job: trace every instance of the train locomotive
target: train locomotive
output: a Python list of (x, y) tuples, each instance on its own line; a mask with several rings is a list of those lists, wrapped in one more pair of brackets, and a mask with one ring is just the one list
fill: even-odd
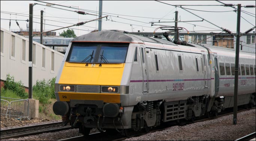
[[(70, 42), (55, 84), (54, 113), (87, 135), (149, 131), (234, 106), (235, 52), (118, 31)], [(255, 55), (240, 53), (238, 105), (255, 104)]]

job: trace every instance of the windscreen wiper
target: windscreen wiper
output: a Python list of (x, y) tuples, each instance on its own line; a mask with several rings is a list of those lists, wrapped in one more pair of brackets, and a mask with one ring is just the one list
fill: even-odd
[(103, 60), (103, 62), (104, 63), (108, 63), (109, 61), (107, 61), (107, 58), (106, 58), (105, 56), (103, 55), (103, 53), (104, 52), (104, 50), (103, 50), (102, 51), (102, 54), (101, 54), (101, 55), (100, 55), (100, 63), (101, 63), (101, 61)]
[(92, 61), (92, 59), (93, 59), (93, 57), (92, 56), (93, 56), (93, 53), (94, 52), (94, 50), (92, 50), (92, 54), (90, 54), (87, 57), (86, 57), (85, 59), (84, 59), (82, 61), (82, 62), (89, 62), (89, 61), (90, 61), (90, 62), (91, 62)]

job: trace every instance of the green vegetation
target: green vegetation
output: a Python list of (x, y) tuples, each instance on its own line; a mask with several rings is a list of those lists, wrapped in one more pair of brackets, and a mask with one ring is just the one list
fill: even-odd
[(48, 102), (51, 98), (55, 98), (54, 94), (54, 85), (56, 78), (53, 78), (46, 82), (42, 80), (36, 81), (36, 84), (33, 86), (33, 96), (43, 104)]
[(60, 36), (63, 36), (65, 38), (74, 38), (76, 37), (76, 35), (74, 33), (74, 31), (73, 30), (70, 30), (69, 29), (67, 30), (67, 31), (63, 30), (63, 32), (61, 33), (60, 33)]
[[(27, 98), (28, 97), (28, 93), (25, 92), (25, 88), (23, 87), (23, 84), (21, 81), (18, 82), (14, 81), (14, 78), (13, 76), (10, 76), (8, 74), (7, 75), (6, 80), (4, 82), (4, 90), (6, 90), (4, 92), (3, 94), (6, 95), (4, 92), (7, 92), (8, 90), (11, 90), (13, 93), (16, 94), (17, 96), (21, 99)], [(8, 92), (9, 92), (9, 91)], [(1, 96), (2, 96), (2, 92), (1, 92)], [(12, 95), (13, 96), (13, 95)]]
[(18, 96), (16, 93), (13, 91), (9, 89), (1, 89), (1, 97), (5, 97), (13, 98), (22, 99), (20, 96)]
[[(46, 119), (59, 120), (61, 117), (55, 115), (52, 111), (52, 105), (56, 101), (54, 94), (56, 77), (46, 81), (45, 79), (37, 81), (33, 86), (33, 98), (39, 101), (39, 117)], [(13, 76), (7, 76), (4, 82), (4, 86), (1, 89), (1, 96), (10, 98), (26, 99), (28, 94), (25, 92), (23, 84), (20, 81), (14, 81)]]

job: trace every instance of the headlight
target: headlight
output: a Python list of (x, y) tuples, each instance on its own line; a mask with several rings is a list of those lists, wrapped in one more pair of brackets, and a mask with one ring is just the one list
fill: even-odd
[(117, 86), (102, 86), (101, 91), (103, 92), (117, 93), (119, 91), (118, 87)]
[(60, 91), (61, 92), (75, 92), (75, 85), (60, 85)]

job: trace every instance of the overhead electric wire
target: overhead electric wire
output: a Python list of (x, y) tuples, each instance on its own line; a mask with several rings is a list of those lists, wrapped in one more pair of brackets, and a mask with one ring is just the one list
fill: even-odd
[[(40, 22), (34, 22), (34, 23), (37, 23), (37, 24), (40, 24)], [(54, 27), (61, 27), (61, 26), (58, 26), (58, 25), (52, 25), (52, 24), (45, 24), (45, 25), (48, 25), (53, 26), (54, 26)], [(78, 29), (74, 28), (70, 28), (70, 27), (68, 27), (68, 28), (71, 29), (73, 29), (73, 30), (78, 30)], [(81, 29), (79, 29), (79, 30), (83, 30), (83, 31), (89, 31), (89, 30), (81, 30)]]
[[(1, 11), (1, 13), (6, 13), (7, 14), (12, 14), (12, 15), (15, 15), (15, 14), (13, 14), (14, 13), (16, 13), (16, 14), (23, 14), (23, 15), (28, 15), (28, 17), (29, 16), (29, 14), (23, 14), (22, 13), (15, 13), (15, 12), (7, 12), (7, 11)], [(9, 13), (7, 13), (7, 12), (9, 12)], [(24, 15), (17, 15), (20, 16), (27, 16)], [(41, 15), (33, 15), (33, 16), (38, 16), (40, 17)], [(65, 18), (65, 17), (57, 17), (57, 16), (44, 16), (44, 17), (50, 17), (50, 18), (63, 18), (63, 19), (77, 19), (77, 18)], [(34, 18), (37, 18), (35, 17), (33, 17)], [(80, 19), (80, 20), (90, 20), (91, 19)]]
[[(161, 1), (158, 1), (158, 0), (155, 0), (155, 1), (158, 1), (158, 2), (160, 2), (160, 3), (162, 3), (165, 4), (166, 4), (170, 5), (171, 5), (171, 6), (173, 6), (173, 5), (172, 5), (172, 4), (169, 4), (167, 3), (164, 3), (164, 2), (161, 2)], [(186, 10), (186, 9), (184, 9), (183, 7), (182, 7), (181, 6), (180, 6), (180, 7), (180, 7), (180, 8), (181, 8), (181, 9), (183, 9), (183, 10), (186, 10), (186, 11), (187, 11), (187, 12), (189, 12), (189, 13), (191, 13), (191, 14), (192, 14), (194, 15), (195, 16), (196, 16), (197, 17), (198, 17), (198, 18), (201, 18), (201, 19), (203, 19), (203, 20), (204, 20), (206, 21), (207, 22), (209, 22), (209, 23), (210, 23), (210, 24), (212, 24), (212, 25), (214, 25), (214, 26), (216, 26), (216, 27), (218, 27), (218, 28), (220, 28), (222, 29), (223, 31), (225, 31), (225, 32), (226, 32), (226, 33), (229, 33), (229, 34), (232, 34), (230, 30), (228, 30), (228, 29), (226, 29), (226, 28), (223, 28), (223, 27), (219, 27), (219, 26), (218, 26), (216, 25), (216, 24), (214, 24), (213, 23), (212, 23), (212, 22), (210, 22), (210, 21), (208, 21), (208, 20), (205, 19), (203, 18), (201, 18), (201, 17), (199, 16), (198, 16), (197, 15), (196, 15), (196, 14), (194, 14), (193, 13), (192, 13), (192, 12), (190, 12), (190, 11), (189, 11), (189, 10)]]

__Challenge__. Reproduce the lines of the records verbatim, from the line containing "job: trace every instance of the green" through the line containing "33), (60, 33)]", including both of those lines.

__Answer below__.
job: trace every instance of the green vegetation
target: green vegetation
output: a Python list of (x, y) tuples, each instance on its own line; a mask with several rings is a list of those lists, wrapped in one more pair of brackets, and a mask with one ring is just the one list
fill: even-odd
[(48, 102), (51, 98), (55, 98), (54, 94), (54, 85), (56, 78), (53, 78), (46, 82), (42, 80), (36, 81), (36, 84), (33, 86), (33, 96), (43, 104)]
[(60, 36), (63, 36), (65, 38), (74, 38), (76, 37), (76, 35), (74, 33), (74, 31), (73, 30), (70, 30), (69, 29), (67, 30), (67, 31), (63, 30), (63, 32), (61, 33), (60, 33)]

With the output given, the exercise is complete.